--- SUPPLIED TEXT ---

Fourthly, the limited availability of datasets and code made it difficult to assess the reproducibility of deep learning research. Reproducible research has become a pressing issue recently, and it is crucial to encourage more data and code sharing. Some authors may be concerned about intellectual property when sharing the code or datasets. However, after the reasonable application for code or data has been examined and approved, the authors should ensure that algorithms are non-proprietary and available for scrutiny.

Fifthly, authors often produce overly optimistic estimations of their model performance despite most studies having limitations in design, reporting, transparency, and risk of bias. Overpromising results lead to studies being misinterpreted easily by the media and the public. Describing any shortage in the studies and reporting the evidence’s quality in the abstract and conclusion can help prevent tendentious reporting. Better design and more transparent reporting should eventually facilitate the innovation, validation, and translation process. The situation also exists when authors are aware of no methodology shortage in their articles. It would be challenging to recognize models’ deficiencies without any targeted guidelines published. Methodology guidelines for deep learning models were needed urgently.

--- GIVEN DATA ---

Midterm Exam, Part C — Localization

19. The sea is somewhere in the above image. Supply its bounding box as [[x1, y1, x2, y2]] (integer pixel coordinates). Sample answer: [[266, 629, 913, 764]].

---

WORK TO COMPLETE: Copy out the passage on deep learning research in full, word for word. Work only from the passage on deep learning research.

WRITTEN SOLUTION:
Fourthly, the limited availability of datasets and code made it difficult to assess the reproducibility of deep learning research. Reproducible research has become a pressing issue recently, and it is crucial to encourage more data and code sharing. Some authors may be concerned about intellectual property when sharing the code or datasets. However, after the reasonable application for code or data has been examined and approved, the authors should ensure that algorithms are non-proprietary and available for scrutiny.

Fifthly, authors often produce overly optimistic estimations of their model performance despite most studies having limitations in design, reporting, transparency, and risk of bias. Overpromising results lead to studies being misinterpreted easily by the media and the public. Describing any shortage in the studies and reporting the evidence’s quality in the abstract and conclusion can help prevent tendentious reporting. Better design and more transparent reporting should eventually facilitate the innovation, validation, and translation process. The situation also exists when authors are aware of no methodology shortage in their articles. It would be challenging to recognize models’ deficiencies without any targeted guidelines published. Methodology guidelines for deep learning models were needed urgently.